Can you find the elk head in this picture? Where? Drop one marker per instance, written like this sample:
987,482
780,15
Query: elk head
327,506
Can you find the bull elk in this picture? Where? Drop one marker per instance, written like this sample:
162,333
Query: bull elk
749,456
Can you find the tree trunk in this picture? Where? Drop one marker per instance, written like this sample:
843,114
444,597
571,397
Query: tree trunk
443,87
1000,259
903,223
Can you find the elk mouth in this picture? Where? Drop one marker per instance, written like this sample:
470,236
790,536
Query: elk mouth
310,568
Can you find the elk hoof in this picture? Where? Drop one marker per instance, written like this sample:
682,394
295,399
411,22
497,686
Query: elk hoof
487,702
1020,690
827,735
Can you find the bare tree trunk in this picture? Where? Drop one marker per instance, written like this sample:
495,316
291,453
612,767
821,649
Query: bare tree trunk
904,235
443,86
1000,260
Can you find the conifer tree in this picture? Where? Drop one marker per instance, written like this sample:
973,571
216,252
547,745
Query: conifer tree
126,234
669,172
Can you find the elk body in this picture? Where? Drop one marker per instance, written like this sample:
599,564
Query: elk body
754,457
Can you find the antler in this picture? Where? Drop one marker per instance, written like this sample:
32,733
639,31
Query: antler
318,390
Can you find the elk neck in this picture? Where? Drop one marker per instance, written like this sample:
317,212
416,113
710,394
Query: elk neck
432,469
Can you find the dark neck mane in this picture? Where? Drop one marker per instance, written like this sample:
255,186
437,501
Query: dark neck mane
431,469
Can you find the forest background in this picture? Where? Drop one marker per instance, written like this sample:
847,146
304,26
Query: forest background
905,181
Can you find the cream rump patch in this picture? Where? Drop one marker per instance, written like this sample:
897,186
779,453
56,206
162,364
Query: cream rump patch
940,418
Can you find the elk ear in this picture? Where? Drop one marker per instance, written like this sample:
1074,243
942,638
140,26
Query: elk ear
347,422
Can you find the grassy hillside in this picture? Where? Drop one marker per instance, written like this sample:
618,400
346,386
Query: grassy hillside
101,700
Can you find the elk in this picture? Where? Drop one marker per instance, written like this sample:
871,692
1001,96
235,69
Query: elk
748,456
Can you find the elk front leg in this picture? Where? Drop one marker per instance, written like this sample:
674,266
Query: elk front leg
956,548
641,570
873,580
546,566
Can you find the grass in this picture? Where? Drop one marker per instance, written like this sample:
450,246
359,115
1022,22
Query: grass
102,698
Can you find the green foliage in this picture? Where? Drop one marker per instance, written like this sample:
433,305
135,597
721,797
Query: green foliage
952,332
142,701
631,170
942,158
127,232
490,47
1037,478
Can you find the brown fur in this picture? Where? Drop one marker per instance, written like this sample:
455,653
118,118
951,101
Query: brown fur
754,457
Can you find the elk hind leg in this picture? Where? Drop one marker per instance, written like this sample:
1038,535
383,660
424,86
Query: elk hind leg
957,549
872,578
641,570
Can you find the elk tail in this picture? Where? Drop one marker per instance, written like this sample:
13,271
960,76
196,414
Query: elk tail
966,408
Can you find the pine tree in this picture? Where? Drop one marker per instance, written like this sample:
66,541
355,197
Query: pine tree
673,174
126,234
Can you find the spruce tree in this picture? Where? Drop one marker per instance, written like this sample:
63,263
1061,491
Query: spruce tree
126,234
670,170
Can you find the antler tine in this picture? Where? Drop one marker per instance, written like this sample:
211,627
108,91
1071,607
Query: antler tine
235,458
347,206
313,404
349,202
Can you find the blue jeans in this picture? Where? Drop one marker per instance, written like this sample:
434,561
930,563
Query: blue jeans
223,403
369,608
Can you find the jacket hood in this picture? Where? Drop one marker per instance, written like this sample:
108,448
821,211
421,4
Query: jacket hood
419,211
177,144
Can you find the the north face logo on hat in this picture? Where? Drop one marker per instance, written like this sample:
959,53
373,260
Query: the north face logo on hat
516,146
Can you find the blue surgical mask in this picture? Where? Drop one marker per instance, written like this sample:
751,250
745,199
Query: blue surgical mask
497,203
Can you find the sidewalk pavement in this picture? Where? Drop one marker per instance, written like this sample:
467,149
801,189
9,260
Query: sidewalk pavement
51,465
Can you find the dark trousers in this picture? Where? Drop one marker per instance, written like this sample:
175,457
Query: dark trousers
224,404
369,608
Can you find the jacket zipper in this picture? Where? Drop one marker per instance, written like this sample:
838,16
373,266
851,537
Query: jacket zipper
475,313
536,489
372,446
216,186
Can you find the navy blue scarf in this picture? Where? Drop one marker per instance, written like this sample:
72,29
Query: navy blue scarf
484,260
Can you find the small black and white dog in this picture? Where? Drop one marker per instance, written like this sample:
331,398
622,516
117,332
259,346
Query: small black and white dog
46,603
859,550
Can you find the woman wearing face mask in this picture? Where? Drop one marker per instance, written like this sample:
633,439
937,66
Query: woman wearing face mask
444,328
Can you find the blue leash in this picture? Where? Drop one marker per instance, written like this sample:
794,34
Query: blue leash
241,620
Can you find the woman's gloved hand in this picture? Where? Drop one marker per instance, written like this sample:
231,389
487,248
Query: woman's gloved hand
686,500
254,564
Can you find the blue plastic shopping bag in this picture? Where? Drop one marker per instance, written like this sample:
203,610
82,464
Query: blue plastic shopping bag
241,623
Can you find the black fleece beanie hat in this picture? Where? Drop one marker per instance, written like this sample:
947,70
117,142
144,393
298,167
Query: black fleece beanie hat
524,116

__Your task__: Give back the lines of the listing from the one with "Can you find the navy" through the end, both included, exactly as written and with nothing added.

__Complete answer__:
Can you find the navy blue scarf in this picture? Where? Drop one marker per instance, written like this sample:
72,29
Query: navy blue scarf
484,260
Can you find the small black and white dog in this picture? Where? Drop one marker per instance, written like this sample:
331,398
622,516
117,332
259,346
Query: small black and white dog
46,603
859,550
Can you find the woman wearing face mask in this picture? Where? Drop one marker per instance, written like this sample:
633,439
937,66
Query: woman wearing face mask
444,328
Can you find the blue leash in this picture? Where? Drop one marker per instance, written like this sample:
794,34
Query: blue leash
241,620
Can you find the woman's gloved hand in this picture? Where? Drop one marker per instance, written like this sample:
231,389
487,248
Query: woman's gloved hand
686,500
254,564
Can you find the blue plastic shopping bag in this picture? Where? Drop one marker per instance, written like this sample:
203,610
82,464
Query: blue plastic shopping bag
241,623
Can you find the black fleece beanie hat in this picture? Where? Drop one marker per instance, written like this sample:
947,70
117,142
144,393
298,167
Query: black fleece beanie hat
524,116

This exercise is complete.